● Consegna a:
Sostituisci "Relatore" con "Consigliere relatore" nel tratto dell'ordinanza che inizia con "Ordinanza di Cassazione" e finisce con "depositata il 14/06/2023.", poi riscrivi quel tratto.

● Estratto della fonte:
________

Ordinanza di Cassazione Civile Sez. L Num. 4114 Anno 2025
Civile Ord. Sez. L Num. 4114 Anno 2025
Presidente: NOME
Relatore: NOME
Data pubblicazione: 17/02/2025
ORDINANZA
sul ricorso iscritto al n. 17832/2023 R.G. proposto da: COGNOME elettivamente domiciliato in PEC DEL DIFENSORE DOMICILIO DIGITALE, presso lo studio dell’avvocato COGNOME (CODICE_FISCALE che lo rappresenta e difende
-ricorrente-
Contro
MINISTERO DELLA DIFESA, elettivamente domiciliato in ROMA INDIRIZZO presso l’AVVOCATURA GENERALE DELLO STATO (NUMERO_DOCUMENTO) che lo rappresenta e difende
-controricorrente-
avverso SENTENZA di CORTE D’APPELLO NAPOLI n. 902/2023 depositata il 14/06/2023.
Udita la relazione svolta nella camera di consiglio del 20/11/2024 dal Consigliere NOME COGNOME
RILEVATO CHE
1.La Corte d’Appello di Napoli confermava la sentenza del Tribunale di S. Maria Capua Vetere, che aveva accolto il ricorso proposto da NOME COGNOME -dipendente civile del Ministero della difesa -avverso la sanzione disciplinare della sospensione dal servizio e dalla retribuzione
per mesi sei unicamente in punto di data di decorrenza della sanzione (dal 15 dicembre 2017 invece che dal 12 aprile 2018), respingendolo nel resto.
La Corte territoriale esponeva in fatto che:
il COGNOME era stato sottoposto alla misura cautelare della custodia in carcere, disposta dal GIP del Tribunale di S. Maria Capua Vetere, in data 7 giugno 2017; in data 12 giugno 2017, giunta notizia del suo arresto, l’Ufficio per i procedimenti disciplinari (in prosieguo: UPD), in persona del Comandante, lo aveva sospeso in via cautelare dal servizio per il periodo di durata della privazione della libertà personale, ai sensi dell’art. 15, comma 1, CCNL;
la Procura della Repubblica aveva notiziato la Amministrazione della richiesta di giudizio immediato in data 21 luglio 2017. L’UPD in data 25 luglio 2017 aveva chiesto alla autorità procedente copia degli atti del procedimento penale; la Procura aveva dato riscontro il 30 agosto 2017, allegando alla richiesta di giudizio immediato l’ordinanza di applicazione della misura coercitiva, che specificava i fatti ascritti al dipendente;
-il giorno 31 agosto 2017 gli atti erano giunti all’UPD, che provvedeva alla contestazione disciplinare in data 8 settembre 2017 e comminava, poi, la sanzione disciplinare in data 19 dicembre 2017.

________

● Righe del dataset:
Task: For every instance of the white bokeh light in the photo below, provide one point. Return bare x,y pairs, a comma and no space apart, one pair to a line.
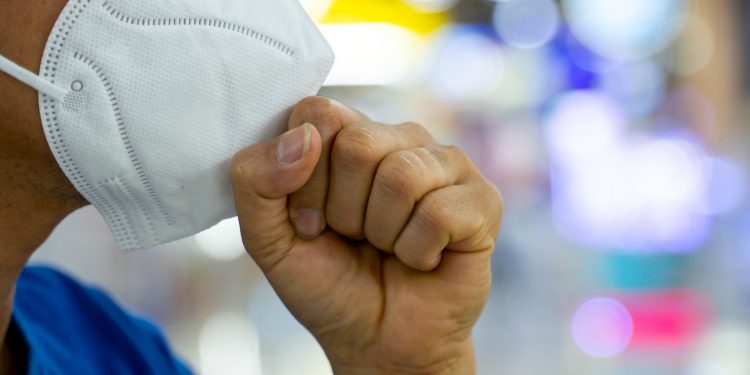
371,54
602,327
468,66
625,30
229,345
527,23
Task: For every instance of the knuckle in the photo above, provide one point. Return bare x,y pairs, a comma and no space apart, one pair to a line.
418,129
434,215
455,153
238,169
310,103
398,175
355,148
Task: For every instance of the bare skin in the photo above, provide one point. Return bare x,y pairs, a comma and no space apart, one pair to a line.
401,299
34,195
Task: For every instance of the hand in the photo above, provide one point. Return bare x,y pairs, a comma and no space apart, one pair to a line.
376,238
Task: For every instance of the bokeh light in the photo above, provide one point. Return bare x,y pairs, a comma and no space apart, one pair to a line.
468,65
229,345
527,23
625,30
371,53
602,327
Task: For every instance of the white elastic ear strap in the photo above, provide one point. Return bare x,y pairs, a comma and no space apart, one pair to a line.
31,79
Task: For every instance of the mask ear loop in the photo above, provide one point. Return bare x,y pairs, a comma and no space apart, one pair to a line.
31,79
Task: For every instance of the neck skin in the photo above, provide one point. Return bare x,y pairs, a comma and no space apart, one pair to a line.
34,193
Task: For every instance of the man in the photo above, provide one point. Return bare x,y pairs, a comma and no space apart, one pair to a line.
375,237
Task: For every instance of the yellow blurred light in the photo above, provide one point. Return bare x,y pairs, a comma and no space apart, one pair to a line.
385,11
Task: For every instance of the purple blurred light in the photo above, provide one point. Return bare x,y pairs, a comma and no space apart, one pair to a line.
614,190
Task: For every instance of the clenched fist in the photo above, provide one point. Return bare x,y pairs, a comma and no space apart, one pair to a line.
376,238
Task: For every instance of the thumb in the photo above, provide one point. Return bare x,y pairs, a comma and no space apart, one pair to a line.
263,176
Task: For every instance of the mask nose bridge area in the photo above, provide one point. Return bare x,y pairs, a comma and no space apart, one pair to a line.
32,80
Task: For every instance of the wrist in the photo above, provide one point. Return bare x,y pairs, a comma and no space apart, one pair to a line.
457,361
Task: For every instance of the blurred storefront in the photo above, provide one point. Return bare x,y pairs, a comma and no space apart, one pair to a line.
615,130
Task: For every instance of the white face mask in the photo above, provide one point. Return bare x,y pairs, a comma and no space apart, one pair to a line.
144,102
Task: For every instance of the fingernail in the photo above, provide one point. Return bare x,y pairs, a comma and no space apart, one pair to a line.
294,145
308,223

________

● Consegna b:
Restituisci tutte le righe che contengono la stringa "skin", tenendo conto di maiuscole e minuscole.

● Risposta a:
Ordinanza di Cassazione Civile Sez. L Num. 4114 Anno 2025
Civile Ord. Sez. L Num. 4114 Anno 2025
Presidente: NOME
Consigliere relatore: NOME
Data pubblicazione: 17/02/2025
ORDINANZA
sul ricorso iscritto al n. 17832/2023 R.G. proposto da: COGNOME elettivamente domiciliato in PEC DEL DIFENSORE DOMICILIO DIGITALE, presso lo studio dell’avvocato COGNOME (CODICE_FISCALE che lo rappresenta e difende
-ricorrente-
Contro
MINISTERO DELLA DIFESA, elettivamente domiciliato in ROMA INDIRIZZO presso l’AVVOCATURA GENERALE DELLO STATO (NUMERO_DOCUMENTO) che lo rappresenta e difende
-controricorrente-
avverso SENTENZA di CORTE D’APPELLO NAPOLI n. 902/2023 depositata il 14/06/2023.

● Risposta b:
Task: For every instance of the bare skin in the photo above, provide one point. Return bare x,y pairs, a comma and no space apart, one pair to a line.
Task: For every instance of the neck skin in the photo above, provide one point. Return bare x,y pairs, a comma and no space apart, one pair to a line.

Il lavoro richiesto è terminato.